[Data for the task — start]
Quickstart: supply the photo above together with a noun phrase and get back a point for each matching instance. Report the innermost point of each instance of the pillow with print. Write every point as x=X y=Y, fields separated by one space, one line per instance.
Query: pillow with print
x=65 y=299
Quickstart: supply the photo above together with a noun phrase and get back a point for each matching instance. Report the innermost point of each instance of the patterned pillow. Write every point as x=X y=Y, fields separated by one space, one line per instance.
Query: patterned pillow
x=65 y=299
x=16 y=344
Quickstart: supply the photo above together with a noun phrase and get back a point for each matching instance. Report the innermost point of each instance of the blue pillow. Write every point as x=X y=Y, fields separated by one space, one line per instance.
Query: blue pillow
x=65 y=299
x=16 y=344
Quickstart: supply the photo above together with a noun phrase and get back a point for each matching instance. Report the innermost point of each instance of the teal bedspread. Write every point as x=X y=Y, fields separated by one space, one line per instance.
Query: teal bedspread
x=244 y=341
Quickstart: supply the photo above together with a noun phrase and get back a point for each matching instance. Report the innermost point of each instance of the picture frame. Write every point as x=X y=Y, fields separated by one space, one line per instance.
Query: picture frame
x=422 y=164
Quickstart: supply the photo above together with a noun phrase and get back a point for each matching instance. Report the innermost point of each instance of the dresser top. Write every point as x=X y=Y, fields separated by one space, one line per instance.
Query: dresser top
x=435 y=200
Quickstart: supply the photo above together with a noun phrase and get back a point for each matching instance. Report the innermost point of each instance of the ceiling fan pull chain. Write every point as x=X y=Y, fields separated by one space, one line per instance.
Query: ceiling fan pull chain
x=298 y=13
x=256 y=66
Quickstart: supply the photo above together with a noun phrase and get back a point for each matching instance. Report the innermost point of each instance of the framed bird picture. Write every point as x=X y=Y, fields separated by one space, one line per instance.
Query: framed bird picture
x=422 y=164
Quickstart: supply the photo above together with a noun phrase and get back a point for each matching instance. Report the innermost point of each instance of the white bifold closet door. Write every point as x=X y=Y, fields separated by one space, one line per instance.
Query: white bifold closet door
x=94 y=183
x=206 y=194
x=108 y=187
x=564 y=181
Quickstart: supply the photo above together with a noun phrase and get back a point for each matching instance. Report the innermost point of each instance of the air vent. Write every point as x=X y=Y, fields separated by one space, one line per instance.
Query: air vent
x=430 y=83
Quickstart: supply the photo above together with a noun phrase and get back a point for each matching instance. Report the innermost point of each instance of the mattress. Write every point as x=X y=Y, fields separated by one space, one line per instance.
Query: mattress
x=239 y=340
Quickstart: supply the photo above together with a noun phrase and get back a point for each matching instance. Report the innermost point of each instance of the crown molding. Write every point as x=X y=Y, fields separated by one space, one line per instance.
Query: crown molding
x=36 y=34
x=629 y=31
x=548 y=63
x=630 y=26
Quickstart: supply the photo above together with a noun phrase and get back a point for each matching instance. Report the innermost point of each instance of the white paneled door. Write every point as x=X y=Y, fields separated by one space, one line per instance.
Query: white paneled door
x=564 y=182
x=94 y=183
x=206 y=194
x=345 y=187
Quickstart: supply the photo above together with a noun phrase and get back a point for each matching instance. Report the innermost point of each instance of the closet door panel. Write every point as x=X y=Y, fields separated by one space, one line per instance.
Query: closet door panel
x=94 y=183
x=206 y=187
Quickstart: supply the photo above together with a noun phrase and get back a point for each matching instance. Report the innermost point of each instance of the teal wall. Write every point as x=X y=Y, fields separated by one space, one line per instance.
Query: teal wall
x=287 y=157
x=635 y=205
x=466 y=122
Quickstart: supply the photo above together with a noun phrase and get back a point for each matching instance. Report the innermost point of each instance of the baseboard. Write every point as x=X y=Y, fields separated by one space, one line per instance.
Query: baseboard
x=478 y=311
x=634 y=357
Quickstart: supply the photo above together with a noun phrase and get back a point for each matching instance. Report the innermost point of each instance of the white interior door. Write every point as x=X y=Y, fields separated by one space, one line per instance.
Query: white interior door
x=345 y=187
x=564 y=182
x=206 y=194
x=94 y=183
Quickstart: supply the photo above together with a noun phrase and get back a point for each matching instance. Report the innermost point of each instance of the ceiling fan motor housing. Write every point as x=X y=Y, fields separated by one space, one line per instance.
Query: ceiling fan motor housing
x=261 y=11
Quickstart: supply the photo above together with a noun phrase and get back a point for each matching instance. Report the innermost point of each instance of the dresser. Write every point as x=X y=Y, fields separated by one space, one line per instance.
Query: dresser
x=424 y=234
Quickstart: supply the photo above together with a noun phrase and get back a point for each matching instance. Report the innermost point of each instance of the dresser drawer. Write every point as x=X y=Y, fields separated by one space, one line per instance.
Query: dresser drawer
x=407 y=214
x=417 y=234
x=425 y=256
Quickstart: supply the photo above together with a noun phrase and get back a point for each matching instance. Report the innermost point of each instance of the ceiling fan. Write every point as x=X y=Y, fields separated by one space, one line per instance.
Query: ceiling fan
[Data for the task — finish]
• **Work to complete**
Every entry is to be restated exactly, with no line dropped.

• **Exercise solution**
Quickstart: supply the photo above together with a noun phrase and get back a point for each matching instance. Report the innermost point of each instance of the pillow with print. Write every point as x=X y=Y, fields separated by one space, one line per instance.
Query: pillow with print
x=65 y=299
Quickstart: supply the photo above together with a noun phrase and get back a point for each matching instance. Report the innermost point of each instance of the patterned pillow. Write every point as x=X y=Y, fields separated by one space, one line per instance.
Query: patterned pillow
x=65 y=299
x=16 y=344
Quickstart: supply the photo above together with a noun phrase and get back a point for each matching instance. Report the innermost point of each instance of the blue pillow. Write every point as x=X y=Y, fields separated by one space, one line per instance.
Query: blue pillow
x=65 y=299
x=16 y=344
Quickstart: supply the photo above together with a noun phrase and get back a point for each matching instance. Report the innermost point of each instance of the teal bedspread. Write every point as x=X y=Y, fields separated by one space, one line per instance.
Query: teal bedspread
x=244 y=341
Quickstart: supply the photo above together with a noun phrase and get back a point for each matching instance. Report the innermost point of each instance of the picture frame. Write every point as x=X y=Y, fields separated by one space, one line per instance.
Query: picture frame
x=422 y=164
Quickstart: supply the photo above together with a noun phrase and get back a point for each matching instance. Report the innermost point of each instance of the dresser top. Write every point as x=X y=Y, fields separated by one space, one line per instance.
Query: dresser top
x=435 y=200
Quickstart: supply the photo above together with a noun phrase and get back a point for each matching instance. Report the innermost point of each instance of the ceiling fan pull chain. Write every point as x=X y=Y, fields separated by one space, one line per instance.
Query: ceiling fan pull chain
x=298 y=13
x=256 y=66
Quickstart: supply the photo above together with a noun phrase and get back a point for each matching instance. Report the innermost point of each instance of the framed bird picture. Write every point as x=X y=Y, fields separated by one space, one line per instance.
Query: framed bird picture
x=422 y=164
Quickstart: supply the photo above together with a noun phrase and get back a point for each matching instance. Report the innermost point of each instance of the white bifold closet door. Write every point as x=X y=Y, fields separated by one space, one line per instance.
Query: white bifold closet door
x=94 y=183
x=206 y=194
x=108 y=187
x=564 y=181
Quickstart: supply the photo above together with a noun phrase and get back a point for each matching instance. Report the innermost point of each instance of the air vent. Write every point as x=X y=Y, fields separated by one space, one line per instance.
Query: air vent
x=430 y=83
Quickstart: supply the photo above together with a noun phrase and get back a point for each matching instance. Report the innermost point of each instance of the mattress. Write every point as x=X y=Y, fields separated by one space, one line per instance.
Query: mattress
x=239 y=340
Quickstart: supply the photo above together with a noun phrase and get back a point for each matching instance. Report the innermost point of each instance of the crown molding. Write every point as x=X y=Y, fields separated by one space, one line per instance.
Query: crown molding
x=36 y=34
x=629 y=31
x=548 y=63
x=630 y=26
Quickstart: supply the photo above together with a noun phrase and get back a point for each matching instance. Report the innermost point of each instance of the white paneled door. Write every point as x=X y=Y, fields separated by one space, one line per instance.
Query: white paneled door
x=564 y=182
x=94 y=183
x=206 y=194
x=345 y=187
Quickstart: supply the photo above together with a noun phrase and get back a point for each matching instance. Report the innermost point of each instance of the closet door panel. Write every point as x=X y=Y, fields separated by one space, one line per instance.
Query: closet door panel
x=94 y=183
x=206 y=187
Quickstart: supply the photo above together with a noun phrase and get back a point for each matching instance. Report the innermost point of each instance of the teal wall. Write every point as x=X y=Y, fields separated by one space, one line per instance.
Query: teal wall
x=287 y=157
x=635 y=205
x=466 y=122
Quickstart: supply the photo above together with a noun phrase and get back a point for each matching instance. Report the innermost point of each instance of the baseboard. Write every point as x=X y=Y, fields separated by one space, one line per instance.
Query: baseboard
x=478 y=311
x=634 y=357
Quickstart: supply the photo above together with a noun phrase and get back a point for each matching instance. Report the innermost point of each instance of the white interior door. Write every point as x=X y=Y, fields separated by one space, one line per instance.
Query: white interior door
x=345 y=187
x=564 y=182
x=206 y=194
x=94 y=183
Quickstart: supply the photo above together with a noun phrase and get back a point for each matching instance. Report the innermost point of each instance of the ceiling fan motor housing. Write every point as x=X y=Y, fields separated by one space, one line per instance.
Query: ceiling fan motor housing
x=261 y=11
Quickstart: supply the photo above together with a noun phrase and get back a point for each matching instance. Report the innermost point of each instance of the dresser. Write every point as x=X y=Y, fields separated by one space, one line per instance.
Query: dresser
x=424 y=234
Quickstart: supply the photo above together with a noun phrase and get back a point for each matching instance. Report the innermost point of each instance of the dresser drawer. Write every point as x=X y=Y, fields separated by one space, one line per instance.
Query: dresser drawer
x=407 y=214
x=417 y=234
x=425 y=256
Quickstart: supply the photo above together with a noun phrase and get back a point for each matching instance. Report the innermost point of each instance of the ceiling fan. Write every point as x=X y=Y, fields separated by one space, one line per instance.
Query: ceiling fan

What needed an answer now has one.